- Stored data entries -

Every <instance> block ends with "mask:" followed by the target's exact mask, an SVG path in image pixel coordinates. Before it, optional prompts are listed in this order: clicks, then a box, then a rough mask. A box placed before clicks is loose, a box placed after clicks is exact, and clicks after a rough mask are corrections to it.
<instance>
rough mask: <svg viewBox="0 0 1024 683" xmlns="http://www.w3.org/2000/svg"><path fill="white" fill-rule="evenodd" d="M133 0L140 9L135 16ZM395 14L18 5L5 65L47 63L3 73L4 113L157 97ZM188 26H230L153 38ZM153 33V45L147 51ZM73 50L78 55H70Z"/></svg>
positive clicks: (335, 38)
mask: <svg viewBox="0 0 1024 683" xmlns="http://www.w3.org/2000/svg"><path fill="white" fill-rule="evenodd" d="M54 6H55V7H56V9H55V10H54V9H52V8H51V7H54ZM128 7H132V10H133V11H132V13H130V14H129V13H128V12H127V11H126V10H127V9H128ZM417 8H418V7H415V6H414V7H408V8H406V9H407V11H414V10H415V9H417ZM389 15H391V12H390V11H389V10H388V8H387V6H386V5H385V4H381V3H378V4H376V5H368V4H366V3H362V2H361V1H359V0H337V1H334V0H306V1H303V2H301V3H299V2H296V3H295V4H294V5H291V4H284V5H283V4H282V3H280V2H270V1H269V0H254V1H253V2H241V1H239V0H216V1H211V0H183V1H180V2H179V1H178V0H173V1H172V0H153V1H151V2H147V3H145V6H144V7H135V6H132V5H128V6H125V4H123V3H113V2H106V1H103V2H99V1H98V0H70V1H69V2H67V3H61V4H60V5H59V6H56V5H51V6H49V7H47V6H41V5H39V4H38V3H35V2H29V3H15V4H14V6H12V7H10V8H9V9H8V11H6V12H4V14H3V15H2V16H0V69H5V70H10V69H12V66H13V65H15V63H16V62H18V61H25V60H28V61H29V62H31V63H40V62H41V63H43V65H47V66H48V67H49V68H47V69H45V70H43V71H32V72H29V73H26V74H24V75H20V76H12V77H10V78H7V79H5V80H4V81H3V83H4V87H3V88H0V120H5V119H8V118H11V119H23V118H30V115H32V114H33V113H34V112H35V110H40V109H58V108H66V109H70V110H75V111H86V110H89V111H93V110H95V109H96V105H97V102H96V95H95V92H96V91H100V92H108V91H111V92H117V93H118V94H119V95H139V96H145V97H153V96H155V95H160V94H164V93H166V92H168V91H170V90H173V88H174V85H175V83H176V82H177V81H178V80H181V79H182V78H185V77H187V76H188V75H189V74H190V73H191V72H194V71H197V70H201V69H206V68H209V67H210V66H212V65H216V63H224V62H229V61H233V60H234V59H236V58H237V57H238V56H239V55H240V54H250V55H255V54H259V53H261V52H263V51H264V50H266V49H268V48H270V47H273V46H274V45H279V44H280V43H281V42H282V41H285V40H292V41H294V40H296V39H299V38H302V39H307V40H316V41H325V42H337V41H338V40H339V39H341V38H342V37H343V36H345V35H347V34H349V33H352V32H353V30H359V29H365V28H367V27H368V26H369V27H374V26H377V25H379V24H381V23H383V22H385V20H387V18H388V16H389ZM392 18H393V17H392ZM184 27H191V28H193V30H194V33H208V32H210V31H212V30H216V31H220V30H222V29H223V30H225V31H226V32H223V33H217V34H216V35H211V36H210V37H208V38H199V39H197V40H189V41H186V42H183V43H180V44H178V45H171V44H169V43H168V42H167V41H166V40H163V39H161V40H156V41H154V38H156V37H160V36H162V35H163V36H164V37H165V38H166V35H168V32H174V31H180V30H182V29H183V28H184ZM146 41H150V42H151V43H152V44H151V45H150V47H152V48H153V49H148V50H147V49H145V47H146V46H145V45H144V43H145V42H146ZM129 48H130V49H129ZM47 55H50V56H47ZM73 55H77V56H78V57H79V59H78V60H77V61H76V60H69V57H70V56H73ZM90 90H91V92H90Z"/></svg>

- WHAT IS BEING ASKED -
Write out every line from the data above that includes "rough".

- TASK ANSWER -
Every <instance> block ends with "mask:" followed by the target's exact mask, an SVG path in image pixel coordinates. Before it, optional prompts are listed in this order: clicks, then a box, then a rough mask. A box placed before clicks is loose, a box placed after clicks is exact, and clicks after a rough mask are corrections to it.
rough mask: <svg viewBox="0 0 1024 683" xmlns="http://www.w3.org/2000/svg"><path fill="white" fill-rule="evenodd" d="M133 0L140 9L135 16ZM395 14L18 5L5 65L47 63L3 73L4 113L157 97ZM188 26H230L153 38ZM153 33V45L147 51ZM73 50L78 55H70Z"/></svg>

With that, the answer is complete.